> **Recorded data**
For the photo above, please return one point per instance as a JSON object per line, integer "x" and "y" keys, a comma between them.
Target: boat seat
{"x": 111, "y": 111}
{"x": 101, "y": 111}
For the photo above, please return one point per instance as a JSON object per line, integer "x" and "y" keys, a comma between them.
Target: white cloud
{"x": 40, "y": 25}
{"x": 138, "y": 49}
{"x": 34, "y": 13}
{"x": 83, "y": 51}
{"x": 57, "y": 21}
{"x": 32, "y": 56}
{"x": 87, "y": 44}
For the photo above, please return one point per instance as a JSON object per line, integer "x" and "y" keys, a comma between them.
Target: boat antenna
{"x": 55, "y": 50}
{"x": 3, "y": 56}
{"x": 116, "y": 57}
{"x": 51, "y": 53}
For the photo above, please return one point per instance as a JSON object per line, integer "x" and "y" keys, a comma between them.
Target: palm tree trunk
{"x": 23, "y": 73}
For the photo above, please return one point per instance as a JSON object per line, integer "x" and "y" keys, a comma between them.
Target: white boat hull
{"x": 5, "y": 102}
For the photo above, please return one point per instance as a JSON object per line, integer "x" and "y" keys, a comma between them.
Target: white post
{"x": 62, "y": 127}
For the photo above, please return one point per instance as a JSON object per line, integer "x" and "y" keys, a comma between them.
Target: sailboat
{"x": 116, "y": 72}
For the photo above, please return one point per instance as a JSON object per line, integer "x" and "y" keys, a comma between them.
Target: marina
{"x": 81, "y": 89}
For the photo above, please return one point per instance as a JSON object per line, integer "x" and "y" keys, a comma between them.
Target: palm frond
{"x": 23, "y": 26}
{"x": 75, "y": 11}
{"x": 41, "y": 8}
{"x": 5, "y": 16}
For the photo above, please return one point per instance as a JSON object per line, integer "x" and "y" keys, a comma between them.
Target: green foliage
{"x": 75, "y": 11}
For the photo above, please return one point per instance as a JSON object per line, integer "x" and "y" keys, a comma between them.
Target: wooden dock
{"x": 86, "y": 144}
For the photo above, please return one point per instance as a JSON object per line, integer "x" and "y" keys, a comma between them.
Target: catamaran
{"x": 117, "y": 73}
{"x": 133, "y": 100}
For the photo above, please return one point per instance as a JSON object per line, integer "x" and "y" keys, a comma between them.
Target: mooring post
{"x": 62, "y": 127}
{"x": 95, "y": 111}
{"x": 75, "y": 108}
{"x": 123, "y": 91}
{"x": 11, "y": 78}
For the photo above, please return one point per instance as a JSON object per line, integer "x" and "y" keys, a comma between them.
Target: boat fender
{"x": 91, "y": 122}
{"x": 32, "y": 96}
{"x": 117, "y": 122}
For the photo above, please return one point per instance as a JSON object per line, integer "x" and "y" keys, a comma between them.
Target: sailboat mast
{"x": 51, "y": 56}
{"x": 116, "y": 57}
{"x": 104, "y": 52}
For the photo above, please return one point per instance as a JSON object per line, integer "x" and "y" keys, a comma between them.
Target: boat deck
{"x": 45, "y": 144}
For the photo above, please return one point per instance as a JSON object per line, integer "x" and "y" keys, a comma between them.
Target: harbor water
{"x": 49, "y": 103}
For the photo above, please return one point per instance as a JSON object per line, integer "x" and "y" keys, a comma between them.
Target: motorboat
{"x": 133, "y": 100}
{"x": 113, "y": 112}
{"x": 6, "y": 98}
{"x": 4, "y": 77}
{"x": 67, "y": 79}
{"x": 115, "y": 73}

> **WORK TO COMPLETE**
What's needed is every entry, returned word for word.

> **THE ANSWER**
For the photo above, please return one point per instance as a JSON object per line, integer "x" and "y" keys, a comma between them.
Target: boat seat
{"x": 111, "y": 111}
{"x": 101, "y": 111}
For the photo above, please return one point per instance as a JSON object per line, integer "x" and "y" keys, a comma between them.
Target: white cloud
{"x": 40, "y": 25}
{"x": 138, "y": 49}
{"x": 34, "y": 13}
{"x": 83, "y": 51}
{"x": 57, "y": 21}
{"x": 32, "y": 56}
{"x": 87, "y": 44}
For the photo above, please return one point per instance as a JSON object per line, integer "x" and "y" keys, a comma between them.
Target: boat antenna
{"x": 55, "y": 50}
{"x": 3, "y": 56}
{"x": 116, "y": 57}
{"x": 51, "y": 53}
For the photo above, please return one point per instance as a JSON object per line, integer "x" and "y" keys, a comma between them.
Target: palm tree trunk
{"x": 23, "y": 73}
For the photo above, please return one point per instance as a JSON object per line, integer "x" and "y" keys, a comma between them.
Target: white boat hull
{"x": 5, "y": 102}
For the photo above, please return one point per instance as a JSON object per line, integer "x" and "y" keys, a comma between them.
Target: white post
{"x": 62, "y": 127}
For the photo above, please return one point per instance as a JSON object per line, integer "x" and "y" keys, a comma between them.
Target: sailboat
{"x": 116, "y": 72}
For the photo above, please return one point per instance as a JSON object per line, integer "x" and "y" keys, a comma between them.
Target: marina
{"x": 81, "y": 89}
For the photo above, please return one point per instance as a JSON object per line, integer "x" and "y" keys, a comma between them.
Target: palm frond
{"x": 23, "y": 26}
{"x": 75, "y": 11}
{"x": 41, "y": 8}
{"x": 5, "y": 16}
For the photo above, please return one point per instance as a JSON object per line, integer "x" and "y" keys, a comma between them.
Target: green foliage
{"x": 75, "y": 11}
For the photo above, please return one point per instance as a JSON object per line, integer "x" and "y" keys, a comma between them.
Target: wooden dock
{"x": 86, "y": 144}
For the photo above, please return one point per instance as a JSON object per line, integer "x" and "y" keys, a comma between them.
Target: catamaran
{"x": 117, "y": 73}
{"x": 133, "y": 100}
For the photo above, please return one point per instance as a JSON object per line, integer "x" and "y" keys, a comma between them.
Target: mooring post
{"x": 62, "y": 127}
{"x": 95, "y": 111}
{"x": 75, "y": 108}
{"x": 123, "y": 91}
{"x": 11, "y": 78}
For the photo above, please return one point per instance as a JSON object per line, integer "x" and "y" keys, a comma between them.
Target: boat fender
{"x": 91, "y": 122}
{"x": 32, "y": 96}
{"x": 117, "y": 122}
For the photo above, please return one point per instance as a JSON object per line, integer "x" and "y" keys, a comma between them.
Target: sailboat mast
{"x": 51, "y": 56}
{"x": 116, "y": 57}
{"x": 104, "y": 52}
For the photo above, please return one point per instance as a JSON object per line, integer "x" and "y" keys, a comma between them.
Target: boat deck
{"x": 45, "y": 144}
For the photo above, please return one point per instance as a JSON object per line, integer "x" and "y" keys, a comma between them.
Target: harbor water
{"x": 49, "y": 103}
For the photo above, please return one point per instance as a JSON object per line, integer "x" and "y" keys, a comma between them.
Target: motorboat
{"x": 133, "y": 100}
{"x": 113, "y": 112}
{"x": 6, "y": 98}
{"x": 4, "y": 77}
{"x": 67, "y": 79}
{"x": 115, "y": 73}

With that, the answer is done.